Text
■ ■ ■ ■ ■ ■ ■

Structure
International Scientific Advisory Committee
The International Scientific Advisory Committee (ISAC) advises the CRM on all scientific orientations: selection, organisation and elaboration of the thematic programs (annual programs, semestral programs and short programs), elaboration of the general and multidisciplinary programs and all other important activities.
The International Scientific Advisory Committee meets at the CRM at least once a year, and several times a year by videoconference. Here is a list of its members:
Robert Pego has been a professor at Carnegie Mellon since 2004. He received his A.B. in mathematics from the University of Chicago and obtained his Ph.D. in applied mathematics from the University of California at Berkeley. He was a postdoctoral research associate at the University of Wisconsin, and became assistant professor at the University of Michigan before being a professor at the University of Maryland for 14 years.

■ ■ ■ ■ ■ ■ ■

Recorded data
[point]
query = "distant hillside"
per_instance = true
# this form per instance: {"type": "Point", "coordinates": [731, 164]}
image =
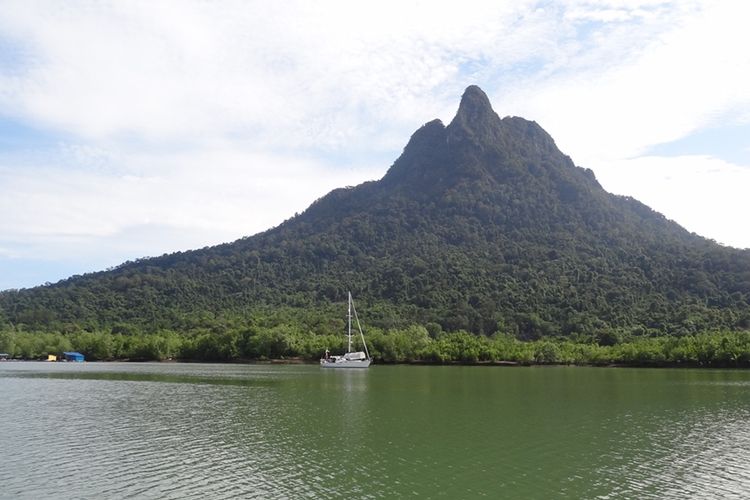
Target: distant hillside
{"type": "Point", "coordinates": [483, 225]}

■ ■ ■ ■ ■ ■ ■

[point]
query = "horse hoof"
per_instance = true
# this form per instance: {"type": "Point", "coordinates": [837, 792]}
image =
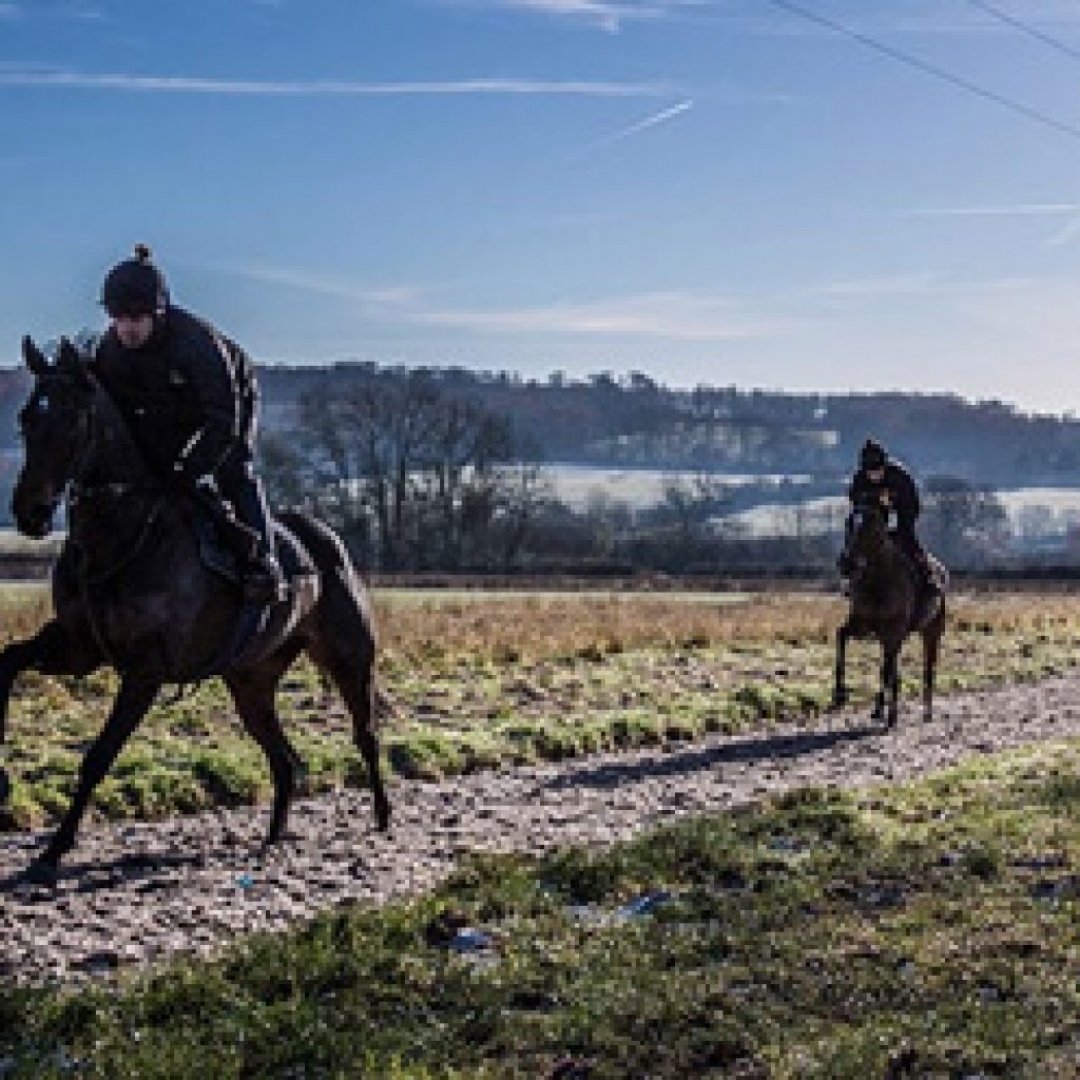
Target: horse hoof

■ ■ ■ ■ ■ ■ ■

Set down the whole text on the CRM advisory committee, word for word, from start to finish.

The completed task
Structure
International Scientific Advisory Committee
The International Scientific Advisory Committee (ISAC) advises the CRM on all scientific orientations: selection, organisation and elaboration of the thematic programs (annual programs, semestral programs and short programs), elaboration of the general and multidisciplinary programs and all other important activities.
The International Scientific Advisory Committee meets at the CRM at least once a year, and several times a year by videoconference. Here is a list of its members:
Robert Pego has been a professor at Carnegie Mellon since 2004. He received his A.B. in mathematics from the University of Chicago and obtained his Ph.D. in applied mathematics from the University of California at Berkeley. He was a postdoctoral research associate at the University of Wisconsin, and became assistant professor at the University of Michigan before being a professor at the University of Maryland for 14 years.